**EXTRAIT SOURCE**

III.  DÉCISION FAISANT L’OBJET DU CONTRÔLE

[5]  La SPR a d’abord énoncé les trois conditions énumérées dans le Guide du Haut Commissariat des Nations Unies pour les réfugiés [le Guide du HCR], qui doivent être prises en considération lorsqu’il s’agit d’évaluer si le réfugié s’est réclamé de nouveau et volontairement de la protection du pays. Premièrement, le réfugié doit avoir agi volontairement. Deuxièmement, le réfugié doit avoir accompli intentionnellement l’acte par lequel il s’est réclamé de nouveau de la protection du pays dont il a la nationalité. Troisièmement, le réfugié doit avoir effectivement obtenu cette protection. La SPR a souligné qu’elle n’était pas tenue de suivre les principes directeurs du Guide du HCR, mais elle a reconnu leur utilité et a appliqué les trois conditions au cas du demandeur.

[6]  La SPR a conclu que le demandeur avait agi volontairement lorsqu’il a fait une demande de passeport pakistanais auprès du consulat pakistanais à Toronto. Rien ne permettait de prouver que le demandeur avait été obligé d’obtenir un nouveau passeport.

[7]  La SPR a ensuite examiné la question de savoir si le demandeur avait accompli intentionnellement l’acte par lequel il s’était réclamé de nouveau de la protection du pays. Constatant que le demandeur avait utilisé son passeport pakistanais pour se rendre aux États‑Unis à deux occasions, la SPR a conclu que le passeport avait été obtenu précisément pour se rendre au Pakistan. De plus, la SPR a jugé que le fait de voyager avec un passeport pakistanais démontre que le demandeur s’est réclamé de nouveau de la protection du pays.

**TÂCHES**
(a) D'après l'extrait sur la décision de la SPR, auprès de quel consulat le demandeur a-t-il présenté sa demande de passeport pakistanais ?
(b) Énumérez toutes les conditions tirées du Guide du HCR que l'extrait sur la décision de la SPR expose.
(c) Reprenez l'extrait sur la décision de la SPR en enchaînant directement après sa dernière phrase.

Entrées d'annotation de coordonnées:
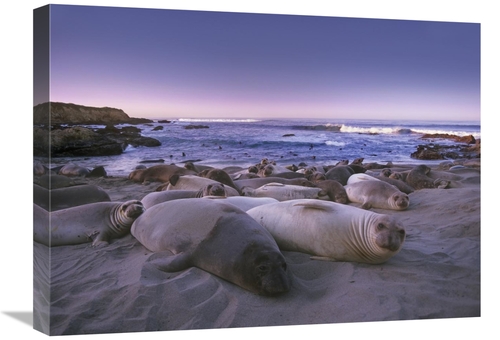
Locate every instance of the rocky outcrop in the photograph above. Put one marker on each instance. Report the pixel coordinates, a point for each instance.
(58, 140)
(81, 141)
(459, 151)
(190, 127)
(459, 139)
(67, 113)
(72, 142)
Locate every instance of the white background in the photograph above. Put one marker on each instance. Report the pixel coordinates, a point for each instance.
(16, 174)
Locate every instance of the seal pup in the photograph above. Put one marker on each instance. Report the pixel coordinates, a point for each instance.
(334, 232)
(285, 192)
(68, 197)
(361, 178)
(377, 194)
(216, 237)
(39, 169)
(94, 222)
(334, 190)
(418, 178)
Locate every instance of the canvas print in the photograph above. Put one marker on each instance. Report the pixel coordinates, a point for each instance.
(201, 170)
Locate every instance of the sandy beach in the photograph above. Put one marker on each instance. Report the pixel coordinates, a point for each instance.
(110, 289)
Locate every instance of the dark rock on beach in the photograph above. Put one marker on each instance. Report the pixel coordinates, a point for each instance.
(189, 127)
(459, 139)
(459, 151)
(67, 113)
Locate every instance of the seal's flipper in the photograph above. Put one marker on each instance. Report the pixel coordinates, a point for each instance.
(315, 204)
(174, 179)
(322, 258)
(366, 206)
(273, 184)
(167, 262)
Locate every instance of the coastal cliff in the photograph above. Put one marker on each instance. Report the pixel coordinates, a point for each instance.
(51, 138)
(67, 113)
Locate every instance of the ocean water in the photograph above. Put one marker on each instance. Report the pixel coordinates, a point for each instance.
(244, 142)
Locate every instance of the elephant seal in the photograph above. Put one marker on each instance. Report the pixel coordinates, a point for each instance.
(285, 192)
(334, 190)
(212, 190)
(258, 182)
(158, 173)
(39, 169)
(94, 222)
(334, 231)
(53, 181)
(361, 178)
(244, 202)
(340, 173)
(73, 196)
(400, 184)
(71, 169)
(216, 237)
(219, 175)
(377, 194)
(418, 179)
(192, 182)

**RÉPONSES RÉDIGÉES**
(a) Auprès du consulat pakistanais à Toronto.

(b)
- Le réfugié doit avoir agi volontairement.
- Le réfugié doit avoir accompli intentionnellement l'acte par lequel il s'est réclamé de nouveau de la protection du pays dont il a la nationalité.
- Le réfugié doit avoir effectivement obtenu cette protection.

(c)
[8]  La SPR a évalué l’explication du demandeur selon laquelle il s’était rendu au Pakistan pour régler une question de retraite avec son ancien employeur et qu’il devait retourner au Pakistan pour résoudre un différend relatif à une propriété. La SPR a conclu qu’aucune disposition ne permet à des réfugiés de retourner dans leur pays d’origine pour des raisons financières ou en raison de différends concernant des biens.

[9]  La SPR a également remis en question la crédibilité du demandeur en ce qui concerne ses voyages au Pakistan. Elle a constaté que le demandeur n’était pas capable de se rappeler les dates de ses voyages. De plus, la SPR a indiqué que le demandeur « fai[sai]t montre d’une mémoire sélective ». Elle n’a pas souscrit à l’explication du demandeur selon laquelle il avait été en mesure de se cacher des agents de persécution lorsqu’il était retourné au Pakistan. 

[10]  La SPR a conclu que le demandeur s’était réclamé de nouveau et volontairement de la protection du Pakistan. Elle a également estimé qu’il n’était pas nécessaire d’évaluer le risque futur auquel le demandeur serait exposé à son retour au Pakistan.

[11]  La SPR a accueilli la demande de constat de perte de l’asile du demandeur présentée par le ministre en application du paragraphe 108(2).

IV.  QUESTIONS

[12]  Les questions à trancher en l’espèce sont les suivantes :

  1. Quelle est la norme de contrôle applicable?

  2. La décision était‑elle raisonnable?

  3. Y a‑t‑il eu manquement à l’équité procédurale?

  4. La SPR a‑t‑elle commis une erreur en n’évaluant pas le risque auquel serait exposé le demandeur à son retour au Pakistan?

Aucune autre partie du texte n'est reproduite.